ASSIGNED TASK
Set down all of the lines below exactly as they are given.

Phrase grounding data:
►
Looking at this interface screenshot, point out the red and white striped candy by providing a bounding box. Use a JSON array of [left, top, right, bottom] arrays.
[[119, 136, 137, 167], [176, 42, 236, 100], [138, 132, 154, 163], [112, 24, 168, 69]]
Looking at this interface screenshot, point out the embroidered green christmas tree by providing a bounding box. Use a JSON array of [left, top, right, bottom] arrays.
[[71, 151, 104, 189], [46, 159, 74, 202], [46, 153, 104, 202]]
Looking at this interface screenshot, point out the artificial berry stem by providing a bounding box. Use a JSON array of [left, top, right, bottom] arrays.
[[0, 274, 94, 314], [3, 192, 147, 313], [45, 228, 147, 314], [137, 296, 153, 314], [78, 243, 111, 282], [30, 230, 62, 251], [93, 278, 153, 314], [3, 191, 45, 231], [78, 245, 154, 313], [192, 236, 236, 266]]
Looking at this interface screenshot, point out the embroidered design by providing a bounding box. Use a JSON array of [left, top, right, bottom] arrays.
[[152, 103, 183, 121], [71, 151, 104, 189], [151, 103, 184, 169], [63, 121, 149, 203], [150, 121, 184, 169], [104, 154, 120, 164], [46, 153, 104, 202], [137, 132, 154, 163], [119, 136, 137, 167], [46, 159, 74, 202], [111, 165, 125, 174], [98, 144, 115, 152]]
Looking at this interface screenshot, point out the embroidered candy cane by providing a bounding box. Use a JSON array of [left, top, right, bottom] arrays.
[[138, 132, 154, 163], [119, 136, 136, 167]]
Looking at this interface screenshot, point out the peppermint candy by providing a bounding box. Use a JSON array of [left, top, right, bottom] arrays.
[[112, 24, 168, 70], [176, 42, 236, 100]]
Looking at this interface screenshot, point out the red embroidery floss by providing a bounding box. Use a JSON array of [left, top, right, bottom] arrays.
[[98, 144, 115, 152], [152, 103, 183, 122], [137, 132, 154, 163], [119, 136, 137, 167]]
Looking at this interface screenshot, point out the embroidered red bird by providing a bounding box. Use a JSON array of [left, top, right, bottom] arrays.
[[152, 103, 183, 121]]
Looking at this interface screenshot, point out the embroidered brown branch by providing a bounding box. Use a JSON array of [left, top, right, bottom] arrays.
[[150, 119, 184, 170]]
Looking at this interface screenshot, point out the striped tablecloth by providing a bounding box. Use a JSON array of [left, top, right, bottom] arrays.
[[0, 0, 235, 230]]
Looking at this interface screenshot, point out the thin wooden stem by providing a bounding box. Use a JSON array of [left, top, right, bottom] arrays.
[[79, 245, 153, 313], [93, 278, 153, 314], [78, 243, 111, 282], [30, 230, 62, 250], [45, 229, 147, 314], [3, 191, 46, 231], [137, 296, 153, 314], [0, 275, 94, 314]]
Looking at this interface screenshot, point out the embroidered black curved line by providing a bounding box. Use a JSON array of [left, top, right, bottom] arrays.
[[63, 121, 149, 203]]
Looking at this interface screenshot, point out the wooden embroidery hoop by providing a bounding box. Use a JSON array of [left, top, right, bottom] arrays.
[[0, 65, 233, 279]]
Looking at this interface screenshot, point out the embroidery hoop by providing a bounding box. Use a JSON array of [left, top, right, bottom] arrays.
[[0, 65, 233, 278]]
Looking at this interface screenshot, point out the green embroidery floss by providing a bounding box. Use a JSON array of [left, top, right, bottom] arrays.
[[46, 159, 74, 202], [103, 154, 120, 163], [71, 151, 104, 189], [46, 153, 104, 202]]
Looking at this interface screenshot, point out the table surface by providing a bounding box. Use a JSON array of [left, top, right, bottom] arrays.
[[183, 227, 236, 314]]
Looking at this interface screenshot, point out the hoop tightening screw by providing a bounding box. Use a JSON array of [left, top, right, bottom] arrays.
◄
RESPONSE AREA
Looking at this interface screenshot, point out the red and white striped candy by providing a bounding box. Use a JSON array of [left, top, right, bottom] arrays.
[[119, 136, 137, 167], [176, 42, 236, 100], [138, 132, 154, 163], [112, 24, 168, 69]]
Looking at this interface screenshot, point out the embroidered green christmas tree by providing a bounding box. Use a JSON array of [left, top, right, bottom] arrays.
[[71, 151, 104, 189], [46, 159, 74, 202], [46, 153, 104, 202]]
Looking at this interface screenshot, point out the artificial berry stem by providing a bounding box. Use a JSON array of [left, top, right, bottom] arrays.
[[0, 274, 94, 314], [3, 192, 147, 313], [45, 228, 147, 314], [137, 296, 153, 314], [78, 243, 111, 282], [30, 230, 62, 251], [93, 278, 153, 314], [3, 191, 45, 231], [78, 245, 154, 313], [192, 236, 236, 266]]
Looking at this interface screenshot, point out the embroidered design by providing a bounding box. Use a JSON array of [left, top, right, bottom] arrays.
[[152, 103, 183, 121], [71, 151, 104, 189], [151, 103, 184, 169], [63, 121, 149, 203], [150, 121, 184, 169], [104, 154, 120, 164], [46, 153, 104, 202], [137, 132, 154, 163], [119, 136, 137, 167], [46, 159, 74, 202], [111, 165, 125, 174], [98, 144, 115, 152]]
Looking at this interface screenshot, point out the embroidered candy cane by providing a bounding box. Use a JSON array of [left, top, right, bottom] arrays.
[[138, 132, 154, 163], [119, 136, 136, 167]]
Looking at this interface screenshot, point out the peppermint candy by providing a bounding box. Use a JSON array of [left, top, right, bottom] arrays.
[[112, 24, 168, 70], [176, 42, 236, 100]]
Looking at this interface screenshot, point out the red embroidery floss by providing a bounding box. Use a JSON array of [left, top, right, bottom] arrays.
[[98, 144, 115, 152], [152, 103, 183, 122], [137, 132, 154, 163], [119, 136, 137, 167]]
Looking at this interface screenshot, point out the embroidered red bird by providing a bounding box. Use a JSON array of [left, top, right, bottom] arrays.
[[152, 103, 183, 121]]
Looking at this interface screenshot, point out the embroidered brown branch by providing a bounding box. Use a JSON array of [left, top, right, bottom] arrays.
[[150, 119, 184, 170]]
Looking at this interface screenshot, point out the striped tablecloth by providing a bounding box. Use a JSON array of [left, top, right, bottom] arrays.
[[0, 0, 235, 230]]
Looking at this interface screenshot, point out the thin wooden stem by providing a bounding box. Use a JSON array of [left, top, right, bottom] arrays.
[[79, 245, 153, 313], [93, 278, 153, 314], [78, 243, 111, 282], [30, 230, 62, 250], [45, 229, 147, 314], [3, 191, 46, 231], [137, 296, 153, 314], [0, 275, 94, 314]]
Looking at this interface screenshot, point out the embroidered black curved line by providing a bounding box. Use a JSON array of [left, top, right, bottom] arrays.
[[63, 121, 149, 203]]
Looking at this interface screenshot, point out the wooden embroidery hoop by providing a bounding box. Use a JSON array of [left, top, right, bottom] arrays.
[[0, 65, 233, 279]]
Looking at this interface screenshot, point out the embroidery hoop by providing a bounding box. Use a JSON array of [left, top, right, bottom] arrays.
[[0, 65, 233, 278]]
Looking at this interface screenshot, point out the green embroidery floss by providing a bounding box. Use a JSON array of [left, top, right, bottom] arrays.
[[46, 159, 74, 202], [103, 154, 120, 163], [71, 151, 104, 189], [46, 153, 104, 202]]
Looking at this interface screenshot, point out the table surface by providing a bounding box. Use a JSON array of [left, top, right, bottom] arrays.
[[183, 227, 236, 314]]
Looking at this interface screenshot, point out the hoop tightening screw by providing a bounding box. Use a JSON array of [left, top, right, bottom] arrays.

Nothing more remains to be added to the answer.